Compito A:
Rispondi alle domande seguenti in base al testo sui DOAC nei grandi anziani.
(i) Quanti anni ha la paziente per cui si chiede di rinnovare il piano terapeutico?
(ii) In quale percentuale dei pazienti con più di 80 anni è attualmente presente la fibrillazione atriale?
(iii) Quale farmaco è associato, in tutte le metanalisi, al profilo rischio-beneficio più favorevole?
Compito B: Riporta parola per parola il passo del testo fornito che va da "Tommaso è un" a "dosaggio. E tu?".

Tommaso è un giovane collega di medicina generale. Barbetta incolta su una faccia da ragazzino, sneakers ai piedi e sorriso gentile. È normale che tutte le pazienti anziane si siano subito innamorate di lui.
È coscienzioso, non ha ancora finito il corso di formazione e quando ha qualche dubbio si confronta. E così impariamo entrambi dal mondo che cambia i suoi modelli di cura.
Mi scrive per rinnovare un piano terapeutico per un DOAC in una paziente di 98 anni che ha presentato due episodi di trombosi venosa profonda con embolia polmonare.
“La paziente ha ancora un po’ di autonomia, ma si muove poco. Gli esami ematici sono buoni, non ha presentato eventi emorragici. Non so se visto l’età valga la pena sospendere ogni terapia…”
La domanda è legittima. Io ho consigliato di proseguire con un basso dosaggio. E tu?
La popolazione generale sta invecchiando e i pazienti con più di 90 anni saranno molto rappresentati nei prossimi decenni.
Anche se i pazienti molto anziani sono stati esclusi dagli studi registrativi sui DOAC, le evidenze da studi osservazionali stanno aumentando, soprattutto nei pazienti con fibrillazione atriale.
La fibrillazione atriale è attualmente presente nel 15% dei pazienti anziani con più di 80 anni, e nel 2060 questa percentuale salirà al 65% in Europa. In questi pazienti la terapia antiaggregante è inefficace e pericolosa, con rischi di emorragia pari al warfarin.
Il warfarin è efficace, spesso sono sufficienti dosi basse giornaliere per ottenere un effetto anticoagulante, ma la frequenza di INR in range terapeutico è scarsa.
L’impatto clinico di un’ischemia cerebrale, di un embolizzazione periferica o di un eventi tromboembolico sono spesso sottovalutati e la terapia anticoagulante non viene prescritta per timore di un sanguinamento maggiore.
I DOAC sembrano più efficaci e sicuri del warfarin nei grandi anziani con fibrillazione atriale, ma l’approccio deve essere individualizzato con aggiustamento della dose in base alla funzionalità renale, il peso e tenendo conto degli altri trattamenti in corso, dell’aderenza alla terapia e del rischio di cadute.
Le metanalisi concordano anche sulla superiorità dei DOAC rispetto ai VKA o antipiastrinici nella prevenzione del tromboembolismo, nella mortalità e nella riduzione del rischio di sanguinamento (in particolare nell’emorragia intracranica, meno nell’emorragia gastrointestinale).
La vecchiaia è in sé un fattore di rischio pro-trombotico (i fattori pro coagulanti aumentano, la disfunzione endoteliale si aggrava e la mobilizzazione si riduce), e la bio-disponilità dei farmaci potrebbe essere diversa legata alla modifica della composizione corporea, la ridotta clearance epatica e renale, il ridotto svuotamento gastrico e l’ipoalbuminemia.
Apixaban in tutte le metanalisi è associato al profilo rischio-beneficio più favorevole, seguito da edoxaban.

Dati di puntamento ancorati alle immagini
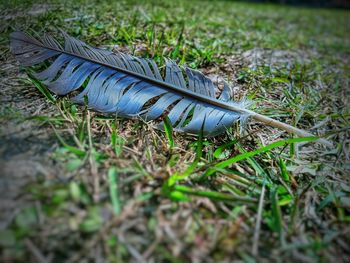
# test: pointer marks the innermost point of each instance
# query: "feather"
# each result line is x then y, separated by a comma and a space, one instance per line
130, 86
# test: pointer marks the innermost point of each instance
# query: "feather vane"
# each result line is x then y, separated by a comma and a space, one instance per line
130, 86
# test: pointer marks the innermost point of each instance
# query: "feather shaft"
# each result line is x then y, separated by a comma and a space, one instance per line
157, 81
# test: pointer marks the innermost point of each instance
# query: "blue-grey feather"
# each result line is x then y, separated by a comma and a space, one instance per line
113, 91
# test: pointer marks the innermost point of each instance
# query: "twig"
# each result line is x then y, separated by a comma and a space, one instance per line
39, 257
96, 181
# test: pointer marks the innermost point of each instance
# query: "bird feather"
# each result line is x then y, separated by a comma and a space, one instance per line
118, 83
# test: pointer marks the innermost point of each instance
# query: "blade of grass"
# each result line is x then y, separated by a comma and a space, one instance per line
213, 195
168, 128
247, 155
113, 189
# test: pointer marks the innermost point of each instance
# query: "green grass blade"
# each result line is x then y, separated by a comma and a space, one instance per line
247, 155
113, 189
168, 128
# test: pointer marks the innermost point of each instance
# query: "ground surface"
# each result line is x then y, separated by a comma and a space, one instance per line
77, 186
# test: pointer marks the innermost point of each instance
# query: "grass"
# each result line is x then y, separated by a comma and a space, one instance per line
121, 191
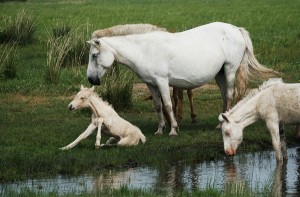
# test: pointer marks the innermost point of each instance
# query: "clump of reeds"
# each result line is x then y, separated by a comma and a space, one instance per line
61, 30
9, 57
20, 29
66, 48
117, 87
57, 51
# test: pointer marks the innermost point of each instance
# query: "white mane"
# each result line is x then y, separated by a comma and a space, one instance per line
121, 30
254, 92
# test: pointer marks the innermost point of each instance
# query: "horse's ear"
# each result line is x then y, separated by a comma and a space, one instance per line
92, 89
222, 117
97, 42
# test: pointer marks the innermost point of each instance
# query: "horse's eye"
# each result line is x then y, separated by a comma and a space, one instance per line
227, 133
95, 55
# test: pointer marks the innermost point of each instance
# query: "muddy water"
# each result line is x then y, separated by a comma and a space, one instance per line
254, 171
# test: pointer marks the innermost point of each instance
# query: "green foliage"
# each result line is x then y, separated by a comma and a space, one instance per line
61, 30
117, 87
36, 121
8, 59
20, 29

La tua soluzione A:
(i) 98 anni.
(ii) Nel 15%.
(iii) Apixaban.

La tua soluzione B:
Tommaso è un giovane collega di medicina generale. Barbetta incolta su una faccia da ragazzino, sneakers ai piedi e sorriso gentile. È normale che tutte le pazienti anziane si siano subito innamorate di lui.
È coscienzioso, non ha ancora finito il corso di formazione e quando ha qualche dubbio si confronta. E così impariamo entrambi dal mondo che cambia i suoi modelli di cura.
Mi scrive per rinnovare un piano terapeutico per un DOAC in una paziente di 98 anni che ha presentato due episodi di trombosi venosa profonda con embolia polmonare.
“La paziente ha ancora un po’ di autonomia, ma si muove poco. Gli esami ematici sono buoni, non ha presentato eventi emorragici. Non so se visto l’età valga la pena sospendere ogni terapia…”
La domanda è legittima. Io ho consigliato di proseguire con un basso dosaggio. E tu?